::: Working data :::

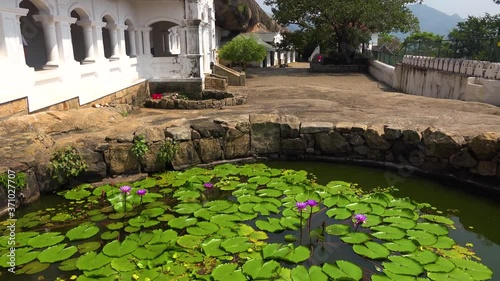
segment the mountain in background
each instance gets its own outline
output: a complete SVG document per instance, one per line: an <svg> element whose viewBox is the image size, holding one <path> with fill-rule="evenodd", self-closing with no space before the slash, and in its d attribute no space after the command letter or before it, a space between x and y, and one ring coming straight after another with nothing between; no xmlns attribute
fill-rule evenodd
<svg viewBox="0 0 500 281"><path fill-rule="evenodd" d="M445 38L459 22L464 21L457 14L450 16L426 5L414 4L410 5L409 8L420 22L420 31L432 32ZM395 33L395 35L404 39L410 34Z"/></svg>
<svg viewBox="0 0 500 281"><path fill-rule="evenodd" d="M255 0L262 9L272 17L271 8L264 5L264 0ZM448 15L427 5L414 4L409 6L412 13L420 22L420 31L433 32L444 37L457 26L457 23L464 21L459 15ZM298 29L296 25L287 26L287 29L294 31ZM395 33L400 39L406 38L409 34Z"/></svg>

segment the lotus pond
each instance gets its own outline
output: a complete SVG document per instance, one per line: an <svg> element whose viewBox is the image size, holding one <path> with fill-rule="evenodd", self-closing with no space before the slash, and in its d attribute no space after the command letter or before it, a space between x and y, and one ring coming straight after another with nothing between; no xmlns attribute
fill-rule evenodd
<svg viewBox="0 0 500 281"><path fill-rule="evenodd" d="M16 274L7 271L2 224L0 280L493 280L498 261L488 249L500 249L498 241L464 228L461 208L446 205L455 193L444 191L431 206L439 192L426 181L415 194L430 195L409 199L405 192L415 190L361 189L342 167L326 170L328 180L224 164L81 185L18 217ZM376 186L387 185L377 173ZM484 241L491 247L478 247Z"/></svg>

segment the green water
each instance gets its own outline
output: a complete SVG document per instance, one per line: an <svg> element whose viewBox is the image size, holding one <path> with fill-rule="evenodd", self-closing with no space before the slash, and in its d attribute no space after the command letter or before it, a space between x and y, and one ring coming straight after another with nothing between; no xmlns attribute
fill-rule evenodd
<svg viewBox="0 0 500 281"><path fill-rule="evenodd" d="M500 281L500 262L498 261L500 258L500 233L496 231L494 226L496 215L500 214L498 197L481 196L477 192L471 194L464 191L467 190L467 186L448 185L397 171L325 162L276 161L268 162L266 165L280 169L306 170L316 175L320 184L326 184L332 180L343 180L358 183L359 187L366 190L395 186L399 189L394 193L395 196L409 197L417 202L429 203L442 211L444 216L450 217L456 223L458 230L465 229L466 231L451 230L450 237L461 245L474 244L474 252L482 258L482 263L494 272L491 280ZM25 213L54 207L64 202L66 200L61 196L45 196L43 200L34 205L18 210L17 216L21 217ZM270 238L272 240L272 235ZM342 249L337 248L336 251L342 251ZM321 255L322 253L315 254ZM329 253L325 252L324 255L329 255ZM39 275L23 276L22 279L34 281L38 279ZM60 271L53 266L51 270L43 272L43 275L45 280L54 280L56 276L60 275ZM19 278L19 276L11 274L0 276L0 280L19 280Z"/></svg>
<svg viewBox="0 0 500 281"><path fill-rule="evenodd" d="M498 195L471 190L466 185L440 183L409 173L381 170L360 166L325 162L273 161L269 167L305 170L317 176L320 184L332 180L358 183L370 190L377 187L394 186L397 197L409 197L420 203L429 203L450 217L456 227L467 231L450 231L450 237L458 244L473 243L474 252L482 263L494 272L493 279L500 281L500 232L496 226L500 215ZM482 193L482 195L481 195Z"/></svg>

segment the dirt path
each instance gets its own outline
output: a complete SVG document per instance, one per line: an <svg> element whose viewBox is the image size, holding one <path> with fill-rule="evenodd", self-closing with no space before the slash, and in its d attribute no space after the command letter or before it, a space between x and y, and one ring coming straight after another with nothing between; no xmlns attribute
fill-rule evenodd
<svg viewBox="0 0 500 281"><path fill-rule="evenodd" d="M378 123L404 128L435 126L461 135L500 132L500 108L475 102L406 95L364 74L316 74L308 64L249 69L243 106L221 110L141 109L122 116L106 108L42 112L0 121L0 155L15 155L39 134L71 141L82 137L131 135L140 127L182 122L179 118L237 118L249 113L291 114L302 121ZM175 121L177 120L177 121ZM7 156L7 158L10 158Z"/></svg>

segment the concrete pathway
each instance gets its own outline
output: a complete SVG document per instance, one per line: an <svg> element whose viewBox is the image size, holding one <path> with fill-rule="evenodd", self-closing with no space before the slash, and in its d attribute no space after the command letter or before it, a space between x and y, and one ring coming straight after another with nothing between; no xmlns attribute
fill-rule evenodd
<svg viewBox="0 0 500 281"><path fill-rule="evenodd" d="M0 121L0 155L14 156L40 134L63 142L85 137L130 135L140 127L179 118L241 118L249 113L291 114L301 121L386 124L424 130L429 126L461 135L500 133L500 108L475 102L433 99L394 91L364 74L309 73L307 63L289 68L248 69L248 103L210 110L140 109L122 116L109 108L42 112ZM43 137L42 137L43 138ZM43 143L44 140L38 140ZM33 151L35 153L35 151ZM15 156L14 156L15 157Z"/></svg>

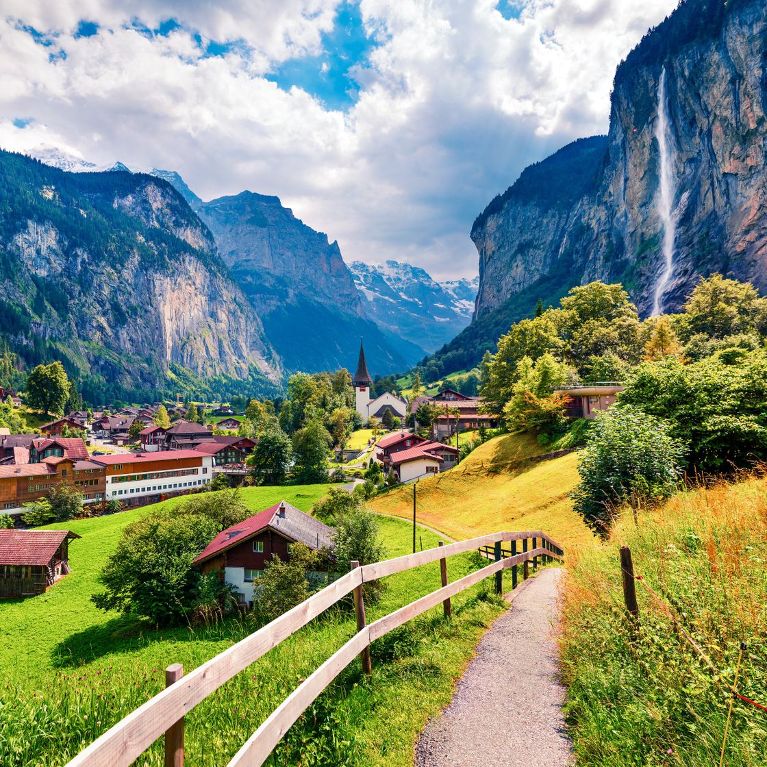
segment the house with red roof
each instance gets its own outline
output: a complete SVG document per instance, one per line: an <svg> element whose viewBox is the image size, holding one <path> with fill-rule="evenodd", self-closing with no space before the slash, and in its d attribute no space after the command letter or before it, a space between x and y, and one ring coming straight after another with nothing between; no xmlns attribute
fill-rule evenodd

:::

# Task to carry out:
Starting at the line that contains "segment the concrete pathway", extract each line through the last line of the material exactly as written, and include no pictures.

# Reply:
segment the concrete pathway
each instance gets its own outline
output: a complete SVG document per instance, one per line: an <svg> element whose viewBox is the image size, holding one <path> with fill-rule="evenodd", self-closing with no space before the slash, and in its d attribute no space after the command letter or before it, a space between x and y, and one ring coming straight after another with nothing between; no xmlns attribute
fill-rule evenodd
<svg viewBox="0 0 500 281"><path fill-rule="evenodd" d="M0 121L0 155L14 156L40 134L63 142L85 137L130 135L140 127L179 118L241 118L249 113L291 114L301 121L386 124L424 130L429 126L461 135L500 133L500 108L475 102L433 99L394 91L364 74L309 73L307 63L289 68L248 69L248 103L210 110L140 109L122 116L109 108L42 112ZM43 137L42 137L43 138ZM43 143L44 140L38 140ZM33 151L35 153L35 151ZM15 156L14 156L15 157Z"/></svg>

segment the house with red roof
each instance gets its own outline
output: a complete SVG document per instance, one per line: an <svg> element whose viewBox is the image size, holding one <path> with fill-rule="evenodd", self-closing with no space before the slash, and in its d attribute no space after the command letter or before it, a space between x and y, and one ring coming straight after another with nothing between; no xmlns attribute
fill-rule evenodd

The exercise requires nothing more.